▶ Exercise objective: Please copy the following lines word for word, keeping every one of them.

▶ Available records:
---

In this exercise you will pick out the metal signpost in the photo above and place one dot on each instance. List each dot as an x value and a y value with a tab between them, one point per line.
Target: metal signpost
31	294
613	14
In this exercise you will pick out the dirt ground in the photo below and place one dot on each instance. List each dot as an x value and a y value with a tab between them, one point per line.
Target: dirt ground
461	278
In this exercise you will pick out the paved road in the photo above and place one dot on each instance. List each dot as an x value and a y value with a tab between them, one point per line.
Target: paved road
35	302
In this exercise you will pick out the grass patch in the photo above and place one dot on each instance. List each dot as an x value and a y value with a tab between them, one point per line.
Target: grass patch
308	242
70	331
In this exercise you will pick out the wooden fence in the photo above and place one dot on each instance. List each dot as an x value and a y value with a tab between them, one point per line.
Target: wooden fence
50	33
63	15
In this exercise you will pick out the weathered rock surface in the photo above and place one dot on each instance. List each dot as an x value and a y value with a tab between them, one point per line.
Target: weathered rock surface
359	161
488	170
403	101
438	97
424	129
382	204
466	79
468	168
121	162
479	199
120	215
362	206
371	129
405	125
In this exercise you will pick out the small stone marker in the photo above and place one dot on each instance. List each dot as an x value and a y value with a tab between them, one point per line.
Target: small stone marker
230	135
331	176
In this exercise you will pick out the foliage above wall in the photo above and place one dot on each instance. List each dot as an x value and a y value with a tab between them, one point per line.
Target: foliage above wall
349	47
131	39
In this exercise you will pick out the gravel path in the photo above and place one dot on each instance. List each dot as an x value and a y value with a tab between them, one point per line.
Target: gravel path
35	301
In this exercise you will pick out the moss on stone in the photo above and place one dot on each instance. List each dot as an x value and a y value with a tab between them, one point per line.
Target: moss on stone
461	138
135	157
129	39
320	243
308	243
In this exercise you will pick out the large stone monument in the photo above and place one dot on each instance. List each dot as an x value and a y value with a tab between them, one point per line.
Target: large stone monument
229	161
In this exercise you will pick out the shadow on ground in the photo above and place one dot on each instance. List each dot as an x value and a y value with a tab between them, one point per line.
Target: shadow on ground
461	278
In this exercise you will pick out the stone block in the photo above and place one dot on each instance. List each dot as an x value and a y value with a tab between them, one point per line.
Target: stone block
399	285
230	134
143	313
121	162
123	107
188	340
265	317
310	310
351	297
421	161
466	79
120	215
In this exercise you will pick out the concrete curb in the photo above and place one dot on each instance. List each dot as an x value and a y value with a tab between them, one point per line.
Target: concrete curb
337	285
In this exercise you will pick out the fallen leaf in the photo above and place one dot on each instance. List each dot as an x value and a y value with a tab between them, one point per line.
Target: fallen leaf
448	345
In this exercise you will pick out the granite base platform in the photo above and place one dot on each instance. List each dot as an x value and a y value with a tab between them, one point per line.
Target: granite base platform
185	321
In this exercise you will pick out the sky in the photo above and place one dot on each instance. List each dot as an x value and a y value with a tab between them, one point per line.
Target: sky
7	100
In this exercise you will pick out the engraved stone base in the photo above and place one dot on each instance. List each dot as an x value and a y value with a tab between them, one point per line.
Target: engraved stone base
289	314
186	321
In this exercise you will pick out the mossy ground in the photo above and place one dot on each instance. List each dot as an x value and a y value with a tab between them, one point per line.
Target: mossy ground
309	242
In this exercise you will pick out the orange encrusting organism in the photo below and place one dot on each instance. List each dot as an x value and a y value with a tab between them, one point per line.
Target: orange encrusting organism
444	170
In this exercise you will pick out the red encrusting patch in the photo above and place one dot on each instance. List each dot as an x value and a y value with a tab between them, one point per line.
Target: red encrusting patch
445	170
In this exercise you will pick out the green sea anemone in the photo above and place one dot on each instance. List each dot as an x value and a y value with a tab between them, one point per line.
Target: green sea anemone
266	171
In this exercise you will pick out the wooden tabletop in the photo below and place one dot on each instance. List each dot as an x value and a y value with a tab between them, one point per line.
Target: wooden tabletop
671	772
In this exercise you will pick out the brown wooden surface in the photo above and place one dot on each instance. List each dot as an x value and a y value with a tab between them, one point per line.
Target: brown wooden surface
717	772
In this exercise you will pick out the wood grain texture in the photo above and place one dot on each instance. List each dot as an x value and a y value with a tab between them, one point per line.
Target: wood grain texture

---

▶ Task response:
In this exercise you will pick out the metal signpost in the photo above and place one dot on each instance. List each dot as an x value and a y value with a tab between them, one point per line.
Target: metal signpost
31	294
613	14
In this exercise you will pick out the dirt ground in the photo below and place one dot on each instance. List each dot as an x value and a y value with a tab between them, one point per line.
Target: dirt ground
461	278
In this exercise you will pick out the paved road in the photo above and place one dot on each instance. List each dot as an x value and a y value with a tab between them, one point per line.
Target: paved road
35	302
In this exercise you will pick out the grass patch in the photo above and place one dot on each instance. List each dot as an x value and a y value with a tab between them, one point per line.
Target: grass patch
308	242
70	331
In this exercise you will pick out the wooden fence in the photo above and place one dot on each instance. List each dot as an x value and a y value with a tab between them, one point per line.
Target: wooden fence
50	33
63	15
In this exercise you will pick out the weathered rock surface in the photo above and place one dot on each instance. List each dot as an x value and a y value with a tab between them, one point per line.
Target: weathered rock surface
359	161
488	170
403	101
438	97
424	129
382	204
466	79
468	168
121	162
479	199
120	215
362	206
371	129
405	125
In this exercise you will pick out the small stone marker in the photo above and place one dot on each instance. List each dot as an x value and a y value with a tab between them, one point per line.
Target: small stone marker
230	135
331	176
In this exercise you will pick out the foliage above wall in the photo above and place one dot on each instance. List each dot as an x value and a y value with a tab between them, one point per line.
Target: foliage above wall
349	47
131	39
In this exercise you will pick out the gravel path in the photo above and place one dot on each instance. List each dot as an x value and a y value with a tab between them, one point per line.
Target: gravel path
35	301
In this exercise you will pick out the moss on stone in the photo above and place one dot on each instance. List each dot as an x value and a y value with a tab between them, one point per line.
Target: moss on stone
461	138
135	157
129	39
320	243
308	243
In this exercise you will pick out the large stone monument in the photo above and place one dot on each instance. List each dot as an x value and a y value with a tab between them, one point per line.
Target: large stone monument
229	161
In this exercise you will pick out the shadow on ground in the photo above and place one dot on each instance. List each dot as an x value and a y value with a tab between them, one point per line.
Target: shadow on ground
461	278
In this exercise you will pick out the stone block in the photo above and place one dot on each instance. List each dot as an x value and a y value with a tab between them, one point per line.
Target: stone block
399	285
230	134
143	313
121	162
123	107
188	340
265	317
310	310
351	297
421	161
466	79
120	215
In this exercise you will pick out the concrete curb in the photo above and place one dot on each instance. List each dot as an x value and a y value with a tab between them, one point per line.
Target: concrete curb
337	285
In this exercise you will pick out the fallen leaf in the photo above and place one dot on each instance. List each dot as an x value and a y value with a tab between them, one point per line.
Target: fallen leaf
448	345
In this exercise you will pick out the granite base platform in the photo above and place one dot on each instance. List each dot as an x value and a y value with a tab between them, one point per line.
Target: granite base platform
185	321
In this exercise you will pick out the sky in the photo above and place one dot on each instance. List each dot as an x value and a y value with a tab between them, one point per line.
Target: sky
7	100
In this exercise you will pick out the engraved stone base in the photo above and place one dot on each instance. List each dot as an x value and a y value with a tab between them, one point per line.
Target: engraved stone base
289	314
186	321
In this exercise you will pick out the mossy ground in the photo above and place one dot on each instance. List each dot as an x value and a y value with a tab between them, one point per line.
Target: mossy ground
309	242
In this exercise you will pick out the orange encrusting organism in the photo below and place one dot on each instance. List each dot as an x value and a y value with a tab between them, one point per line.
Target: orange encrusting organism
444	170
In this exercise you will pick out the red encrusting patch in the photo above and place one dot on each instance. List each dot as an x value and a y value with a tab between them, one point per line.
Target: red encrusting patch
445	170
In this exercise you will pick out the green sea anemone in the photo above and place one dot on each instance. List each dot as an x value and a y value with a tab between them, one point per line.
Target: green sea anemone
266	171
In this exercise you will pick out the wooden tabletop in the photo below and place one dot on each instance. List each dot as an x value and a y value with a tab between them, one point per line.
Target: wooden tabletop
671	772
In this exercise you will pick out the brown wooden surface in the photo above and place one dot on each instance. List each dot as an x value and a y value with a tab between them, one point per line.
Target: brown wooden surface
717	772
In this exercise you will pick out the wood grain texture in the photo above and place one dot on each instance. List each dot as an x value and a y value with a tab between them, one point per line.
Target: wood grain texture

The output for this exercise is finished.